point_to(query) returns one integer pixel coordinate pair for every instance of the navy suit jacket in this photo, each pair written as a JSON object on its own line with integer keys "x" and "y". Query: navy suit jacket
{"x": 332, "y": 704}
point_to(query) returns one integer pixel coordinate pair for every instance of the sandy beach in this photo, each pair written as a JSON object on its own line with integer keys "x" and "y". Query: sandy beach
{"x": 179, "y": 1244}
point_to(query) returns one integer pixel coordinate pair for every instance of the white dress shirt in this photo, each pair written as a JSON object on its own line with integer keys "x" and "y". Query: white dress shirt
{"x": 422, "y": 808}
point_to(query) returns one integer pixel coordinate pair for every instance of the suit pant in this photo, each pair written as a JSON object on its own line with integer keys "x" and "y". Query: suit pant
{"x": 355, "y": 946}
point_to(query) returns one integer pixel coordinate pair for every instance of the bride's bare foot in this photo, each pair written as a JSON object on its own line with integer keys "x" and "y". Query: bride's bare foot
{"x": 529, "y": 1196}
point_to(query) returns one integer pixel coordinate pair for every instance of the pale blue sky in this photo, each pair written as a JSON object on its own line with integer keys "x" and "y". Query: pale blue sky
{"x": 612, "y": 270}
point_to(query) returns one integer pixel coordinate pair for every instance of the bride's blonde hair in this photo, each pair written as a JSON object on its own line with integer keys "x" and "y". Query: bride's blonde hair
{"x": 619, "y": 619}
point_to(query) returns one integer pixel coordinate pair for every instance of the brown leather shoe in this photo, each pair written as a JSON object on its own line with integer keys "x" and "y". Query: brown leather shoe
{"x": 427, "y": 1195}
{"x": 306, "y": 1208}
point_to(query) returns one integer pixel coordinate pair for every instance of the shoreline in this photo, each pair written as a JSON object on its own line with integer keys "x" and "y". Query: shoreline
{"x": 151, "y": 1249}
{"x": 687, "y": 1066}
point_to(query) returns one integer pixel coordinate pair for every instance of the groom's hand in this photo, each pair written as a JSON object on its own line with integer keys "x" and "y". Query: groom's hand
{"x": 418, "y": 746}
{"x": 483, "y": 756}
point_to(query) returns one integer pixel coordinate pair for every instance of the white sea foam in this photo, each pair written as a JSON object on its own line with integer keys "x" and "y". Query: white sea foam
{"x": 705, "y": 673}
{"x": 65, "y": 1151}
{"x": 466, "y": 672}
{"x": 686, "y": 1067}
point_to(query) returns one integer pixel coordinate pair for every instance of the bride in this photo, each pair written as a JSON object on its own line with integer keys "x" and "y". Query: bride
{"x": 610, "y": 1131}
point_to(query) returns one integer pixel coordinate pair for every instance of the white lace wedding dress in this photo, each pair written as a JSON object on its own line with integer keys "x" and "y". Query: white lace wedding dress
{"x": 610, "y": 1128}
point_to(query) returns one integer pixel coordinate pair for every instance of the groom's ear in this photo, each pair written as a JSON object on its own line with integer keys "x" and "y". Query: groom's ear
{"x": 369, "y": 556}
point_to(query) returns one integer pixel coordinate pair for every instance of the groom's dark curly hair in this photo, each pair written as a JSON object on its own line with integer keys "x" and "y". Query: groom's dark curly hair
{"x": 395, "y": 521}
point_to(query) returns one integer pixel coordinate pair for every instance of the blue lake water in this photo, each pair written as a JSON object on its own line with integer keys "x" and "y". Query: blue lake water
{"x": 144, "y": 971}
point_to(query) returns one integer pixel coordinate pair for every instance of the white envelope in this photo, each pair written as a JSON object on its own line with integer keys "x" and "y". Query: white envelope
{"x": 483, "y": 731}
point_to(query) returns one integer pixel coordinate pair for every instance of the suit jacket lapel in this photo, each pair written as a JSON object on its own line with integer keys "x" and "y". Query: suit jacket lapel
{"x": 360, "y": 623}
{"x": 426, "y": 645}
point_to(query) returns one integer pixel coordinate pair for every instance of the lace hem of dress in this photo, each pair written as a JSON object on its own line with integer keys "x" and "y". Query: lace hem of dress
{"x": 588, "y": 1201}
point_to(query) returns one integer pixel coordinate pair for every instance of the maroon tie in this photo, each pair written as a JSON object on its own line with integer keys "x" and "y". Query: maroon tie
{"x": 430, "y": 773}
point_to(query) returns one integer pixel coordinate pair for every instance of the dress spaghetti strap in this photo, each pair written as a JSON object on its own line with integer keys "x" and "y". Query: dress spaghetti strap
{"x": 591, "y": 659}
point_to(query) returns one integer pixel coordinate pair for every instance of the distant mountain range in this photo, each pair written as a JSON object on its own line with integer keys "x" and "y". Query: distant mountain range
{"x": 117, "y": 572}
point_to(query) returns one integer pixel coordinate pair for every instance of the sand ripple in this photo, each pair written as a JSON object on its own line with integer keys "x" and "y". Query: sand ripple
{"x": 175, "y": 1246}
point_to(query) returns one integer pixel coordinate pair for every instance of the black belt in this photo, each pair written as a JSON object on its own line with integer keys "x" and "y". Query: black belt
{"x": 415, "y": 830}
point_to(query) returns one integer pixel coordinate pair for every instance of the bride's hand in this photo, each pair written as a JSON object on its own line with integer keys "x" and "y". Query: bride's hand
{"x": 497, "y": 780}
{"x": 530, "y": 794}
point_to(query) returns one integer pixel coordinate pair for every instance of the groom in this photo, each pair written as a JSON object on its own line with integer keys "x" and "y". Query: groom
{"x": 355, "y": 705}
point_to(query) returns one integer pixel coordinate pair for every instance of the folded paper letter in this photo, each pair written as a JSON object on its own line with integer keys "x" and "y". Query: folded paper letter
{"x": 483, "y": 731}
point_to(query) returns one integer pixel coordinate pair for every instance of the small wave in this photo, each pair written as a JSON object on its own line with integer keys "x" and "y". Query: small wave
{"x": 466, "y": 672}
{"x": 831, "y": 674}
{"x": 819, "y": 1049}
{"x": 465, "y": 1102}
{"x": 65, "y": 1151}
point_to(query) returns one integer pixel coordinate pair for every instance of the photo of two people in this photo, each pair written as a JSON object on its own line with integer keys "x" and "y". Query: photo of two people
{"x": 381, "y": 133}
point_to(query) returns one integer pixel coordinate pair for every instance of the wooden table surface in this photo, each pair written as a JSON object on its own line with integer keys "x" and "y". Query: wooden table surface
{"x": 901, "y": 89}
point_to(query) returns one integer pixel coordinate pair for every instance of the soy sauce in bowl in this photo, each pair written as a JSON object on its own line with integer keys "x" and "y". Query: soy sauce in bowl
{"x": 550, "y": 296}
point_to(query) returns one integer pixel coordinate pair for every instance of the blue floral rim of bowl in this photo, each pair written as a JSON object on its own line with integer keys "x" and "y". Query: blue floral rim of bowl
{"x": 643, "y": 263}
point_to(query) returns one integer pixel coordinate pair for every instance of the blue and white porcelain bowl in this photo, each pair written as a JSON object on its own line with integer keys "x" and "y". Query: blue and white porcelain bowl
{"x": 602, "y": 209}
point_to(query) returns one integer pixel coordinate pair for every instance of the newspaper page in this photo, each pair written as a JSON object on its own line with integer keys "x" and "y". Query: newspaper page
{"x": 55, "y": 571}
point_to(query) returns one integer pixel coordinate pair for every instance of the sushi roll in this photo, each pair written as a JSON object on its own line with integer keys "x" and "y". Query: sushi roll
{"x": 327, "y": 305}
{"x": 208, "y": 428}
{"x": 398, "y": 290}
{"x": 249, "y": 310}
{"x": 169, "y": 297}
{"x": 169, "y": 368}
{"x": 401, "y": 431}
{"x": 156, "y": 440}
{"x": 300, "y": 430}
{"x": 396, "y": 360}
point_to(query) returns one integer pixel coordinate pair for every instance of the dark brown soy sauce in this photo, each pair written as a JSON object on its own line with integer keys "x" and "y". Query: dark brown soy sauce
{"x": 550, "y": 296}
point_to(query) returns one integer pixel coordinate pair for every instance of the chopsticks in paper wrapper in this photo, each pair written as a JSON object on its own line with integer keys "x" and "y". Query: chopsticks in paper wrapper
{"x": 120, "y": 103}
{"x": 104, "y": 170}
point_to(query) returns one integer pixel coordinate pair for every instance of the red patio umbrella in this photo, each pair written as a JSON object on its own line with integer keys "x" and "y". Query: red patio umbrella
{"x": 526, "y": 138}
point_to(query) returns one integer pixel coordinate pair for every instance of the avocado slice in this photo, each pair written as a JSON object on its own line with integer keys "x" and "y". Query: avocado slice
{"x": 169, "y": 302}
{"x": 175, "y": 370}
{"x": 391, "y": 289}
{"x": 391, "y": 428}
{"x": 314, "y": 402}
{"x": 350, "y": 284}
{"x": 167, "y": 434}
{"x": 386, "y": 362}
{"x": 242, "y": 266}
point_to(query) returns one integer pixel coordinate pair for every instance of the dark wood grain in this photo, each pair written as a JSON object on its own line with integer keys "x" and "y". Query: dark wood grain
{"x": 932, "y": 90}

■ ■ ■ ■ ■

WORK REQUIRED: Repeat exactly the lines from the line containing "Query: dark wood grain" through the last line of the records above, including both, and nothing else.

REPLY:
point_to(query) returns one integer pixel coordinate pair for every instance of the dark wood grain in this photo, each pair written as a JSON object on its own line with integer keys "x" and "y". Query: dark wood grain
{"x": 932, "y": 90}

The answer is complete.